## Input
⁂

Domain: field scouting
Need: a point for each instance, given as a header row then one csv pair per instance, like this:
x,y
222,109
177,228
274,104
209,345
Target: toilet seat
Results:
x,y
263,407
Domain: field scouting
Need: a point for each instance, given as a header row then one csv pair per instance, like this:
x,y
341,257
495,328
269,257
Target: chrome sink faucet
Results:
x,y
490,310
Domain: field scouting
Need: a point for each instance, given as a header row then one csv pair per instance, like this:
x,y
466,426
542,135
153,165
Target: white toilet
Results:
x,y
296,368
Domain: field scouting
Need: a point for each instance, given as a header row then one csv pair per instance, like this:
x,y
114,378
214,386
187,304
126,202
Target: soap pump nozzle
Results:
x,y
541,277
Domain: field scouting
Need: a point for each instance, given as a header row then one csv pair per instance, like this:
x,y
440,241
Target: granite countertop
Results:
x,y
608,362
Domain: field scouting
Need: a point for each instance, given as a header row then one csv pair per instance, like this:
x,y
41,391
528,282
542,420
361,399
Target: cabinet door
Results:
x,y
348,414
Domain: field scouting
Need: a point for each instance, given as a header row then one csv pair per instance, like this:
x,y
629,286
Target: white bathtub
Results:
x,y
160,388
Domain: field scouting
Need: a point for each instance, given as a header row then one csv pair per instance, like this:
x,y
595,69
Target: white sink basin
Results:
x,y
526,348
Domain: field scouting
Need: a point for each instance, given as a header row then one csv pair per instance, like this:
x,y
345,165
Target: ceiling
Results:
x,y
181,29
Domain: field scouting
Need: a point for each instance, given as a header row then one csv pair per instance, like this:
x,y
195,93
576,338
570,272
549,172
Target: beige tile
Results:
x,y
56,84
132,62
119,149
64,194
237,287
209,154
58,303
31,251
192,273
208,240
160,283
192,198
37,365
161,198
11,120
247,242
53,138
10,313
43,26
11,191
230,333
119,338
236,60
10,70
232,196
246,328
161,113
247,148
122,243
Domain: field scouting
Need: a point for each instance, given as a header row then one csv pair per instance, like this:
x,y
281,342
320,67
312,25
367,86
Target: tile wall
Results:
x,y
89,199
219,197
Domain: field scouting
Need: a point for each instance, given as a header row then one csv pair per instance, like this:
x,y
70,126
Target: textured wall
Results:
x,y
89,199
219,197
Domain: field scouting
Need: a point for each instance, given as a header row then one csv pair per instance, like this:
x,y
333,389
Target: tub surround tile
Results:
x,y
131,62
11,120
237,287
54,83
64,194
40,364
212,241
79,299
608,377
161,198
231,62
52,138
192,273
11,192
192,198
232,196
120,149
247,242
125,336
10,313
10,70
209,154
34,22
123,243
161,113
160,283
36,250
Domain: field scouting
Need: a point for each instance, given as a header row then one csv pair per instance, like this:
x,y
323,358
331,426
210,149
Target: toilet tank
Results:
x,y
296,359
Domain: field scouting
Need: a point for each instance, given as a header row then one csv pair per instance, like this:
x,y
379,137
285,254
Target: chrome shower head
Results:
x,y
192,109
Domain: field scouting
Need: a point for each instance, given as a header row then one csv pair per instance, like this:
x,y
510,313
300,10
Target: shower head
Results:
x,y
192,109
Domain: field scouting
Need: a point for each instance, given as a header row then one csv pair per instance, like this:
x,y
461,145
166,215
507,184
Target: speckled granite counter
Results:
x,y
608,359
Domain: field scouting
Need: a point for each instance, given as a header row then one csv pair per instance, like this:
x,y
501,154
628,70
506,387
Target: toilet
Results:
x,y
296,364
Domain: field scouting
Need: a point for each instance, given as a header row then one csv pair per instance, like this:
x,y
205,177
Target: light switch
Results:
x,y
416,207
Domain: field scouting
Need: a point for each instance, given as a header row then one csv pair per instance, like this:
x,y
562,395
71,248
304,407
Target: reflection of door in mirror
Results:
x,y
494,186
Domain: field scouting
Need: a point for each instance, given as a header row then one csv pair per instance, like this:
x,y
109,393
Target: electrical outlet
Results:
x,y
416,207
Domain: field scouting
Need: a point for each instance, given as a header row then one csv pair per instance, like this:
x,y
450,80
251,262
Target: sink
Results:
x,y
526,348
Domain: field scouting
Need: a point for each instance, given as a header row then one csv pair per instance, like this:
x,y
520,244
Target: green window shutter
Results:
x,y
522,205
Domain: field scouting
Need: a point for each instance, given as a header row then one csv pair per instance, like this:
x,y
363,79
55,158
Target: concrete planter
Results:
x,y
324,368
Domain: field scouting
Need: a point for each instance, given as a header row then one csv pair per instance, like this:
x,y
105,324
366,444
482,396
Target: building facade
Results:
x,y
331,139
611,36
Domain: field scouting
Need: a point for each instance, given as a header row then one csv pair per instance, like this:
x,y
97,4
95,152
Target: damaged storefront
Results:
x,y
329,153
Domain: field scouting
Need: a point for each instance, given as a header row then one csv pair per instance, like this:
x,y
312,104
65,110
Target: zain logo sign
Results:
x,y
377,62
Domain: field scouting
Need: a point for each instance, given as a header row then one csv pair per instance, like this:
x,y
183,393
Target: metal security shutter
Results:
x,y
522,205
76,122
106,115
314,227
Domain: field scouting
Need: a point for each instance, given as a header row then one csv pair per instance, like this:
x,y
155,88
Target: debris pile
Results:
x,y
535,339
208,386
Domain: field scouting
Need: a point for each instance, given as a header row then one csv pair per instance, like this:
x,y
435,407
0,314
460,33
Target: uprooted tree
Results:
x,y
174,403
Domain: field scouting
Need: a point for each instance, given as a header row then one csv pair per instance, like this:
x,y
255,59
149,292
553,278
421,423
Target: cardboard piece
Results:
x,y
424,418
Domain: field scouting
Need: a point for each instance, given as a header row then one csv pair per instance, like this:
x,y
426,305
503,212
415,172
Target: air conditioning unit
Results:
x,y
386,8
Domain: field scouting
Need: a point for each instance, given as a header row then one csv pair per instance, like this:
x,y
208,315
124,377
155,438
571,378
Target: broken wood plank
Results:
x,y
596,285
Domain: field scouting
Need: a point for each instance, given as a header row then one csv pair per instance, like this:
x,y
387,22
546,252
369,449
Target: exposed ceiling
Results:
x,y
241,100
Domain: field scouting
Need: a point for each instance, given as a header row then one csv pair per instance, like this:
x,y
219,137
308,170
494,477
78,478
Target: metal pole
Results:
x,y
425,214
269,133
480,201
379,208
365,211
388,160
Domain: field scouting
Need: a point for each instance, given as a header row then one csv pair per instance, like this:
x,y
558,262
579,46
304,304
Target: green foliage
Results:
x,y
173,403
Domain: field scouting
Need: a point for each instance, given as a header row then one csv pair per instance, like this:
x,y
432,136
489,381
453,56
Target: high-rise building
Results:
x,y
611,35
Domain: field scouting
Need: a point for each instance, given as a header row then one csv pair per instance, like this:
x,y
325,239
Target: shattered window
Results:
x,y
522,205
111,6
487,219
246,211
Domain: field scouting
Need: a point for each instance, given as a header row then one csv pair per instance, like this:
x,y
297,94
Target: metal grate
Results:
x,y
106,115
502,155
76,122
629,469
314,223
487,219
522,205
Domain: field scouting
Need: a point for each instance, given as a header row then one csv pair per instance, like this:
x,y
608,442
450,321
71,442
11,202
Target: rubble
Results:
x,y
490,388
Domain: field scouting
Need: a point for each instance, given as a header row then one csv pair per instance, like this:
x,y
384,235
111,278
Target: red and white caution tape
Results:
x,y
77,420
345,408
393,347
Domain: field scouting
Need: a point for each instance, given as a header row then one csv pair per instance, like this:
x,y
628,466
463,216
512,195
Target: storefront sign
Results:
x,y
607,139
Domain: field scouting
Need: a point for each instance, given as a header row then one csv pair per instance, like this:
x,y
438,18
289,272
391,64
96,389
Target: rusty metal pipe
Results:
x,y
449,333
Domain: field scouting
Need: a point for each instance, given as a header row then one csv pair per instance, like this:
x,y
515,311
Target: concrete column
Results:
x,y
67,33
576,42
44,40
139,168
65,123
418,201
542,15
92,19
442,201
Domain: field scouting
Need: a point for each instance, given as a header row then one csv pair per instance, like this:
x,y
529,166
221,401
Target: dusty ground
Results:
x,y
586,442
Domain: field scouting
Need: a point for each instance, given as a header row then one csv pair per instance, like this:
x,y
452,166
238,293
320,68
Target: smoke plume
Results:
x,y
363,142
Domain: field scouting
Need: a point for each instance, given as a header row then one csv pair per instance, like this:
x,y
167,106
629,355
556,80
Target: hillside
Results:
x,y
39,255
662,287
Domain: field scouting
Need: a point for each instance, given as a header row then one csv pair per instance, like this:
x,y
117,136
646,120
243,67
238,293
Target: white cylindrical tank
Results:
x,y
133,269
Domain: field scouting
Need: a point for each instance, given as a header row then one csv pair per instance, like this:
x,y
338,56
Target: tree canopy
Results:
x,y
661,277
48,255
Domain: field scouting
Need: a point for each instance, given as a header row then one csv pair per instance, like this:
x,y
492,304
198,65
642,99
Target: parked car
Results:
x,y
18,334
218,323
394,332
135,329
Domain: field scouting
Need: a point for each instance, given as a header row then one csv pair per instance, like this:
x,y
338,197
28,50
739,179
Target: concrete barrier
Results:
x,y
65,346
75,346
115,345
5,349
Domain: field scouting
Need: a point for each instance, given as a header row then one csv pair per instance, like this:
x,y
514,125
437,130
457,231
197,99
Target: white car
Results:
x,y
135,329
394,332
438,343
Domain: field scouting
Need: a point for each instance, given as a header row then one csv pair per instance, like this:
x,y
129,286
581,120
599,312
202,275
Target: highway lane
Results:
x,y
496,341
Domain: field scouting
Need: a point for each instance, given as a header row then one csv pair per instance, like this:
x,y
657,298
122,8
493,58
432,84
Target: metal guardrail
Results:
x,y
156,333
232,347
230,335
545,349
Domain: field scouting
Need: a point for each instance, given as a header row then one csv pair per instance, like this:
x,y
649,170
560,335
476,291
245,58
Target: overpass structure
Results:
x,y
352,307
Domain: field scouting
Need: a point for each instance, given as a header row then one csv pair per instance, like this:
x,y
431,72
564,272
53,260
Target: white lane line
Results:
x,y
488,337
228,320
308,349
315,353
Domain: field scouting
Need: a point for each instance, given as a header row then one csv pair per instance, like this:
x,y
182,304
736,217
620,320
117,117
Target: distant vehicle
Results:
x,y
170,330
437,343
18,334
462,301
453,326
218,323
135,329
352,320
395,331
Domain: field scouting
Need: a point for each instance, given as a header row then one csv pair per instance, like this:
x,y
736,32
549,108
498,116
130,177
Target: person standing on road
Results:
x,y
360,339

⁂

## Prompt
How many lines in the records contain the word "door", with case counting? Reply with the number only.

## Response to the exercise
2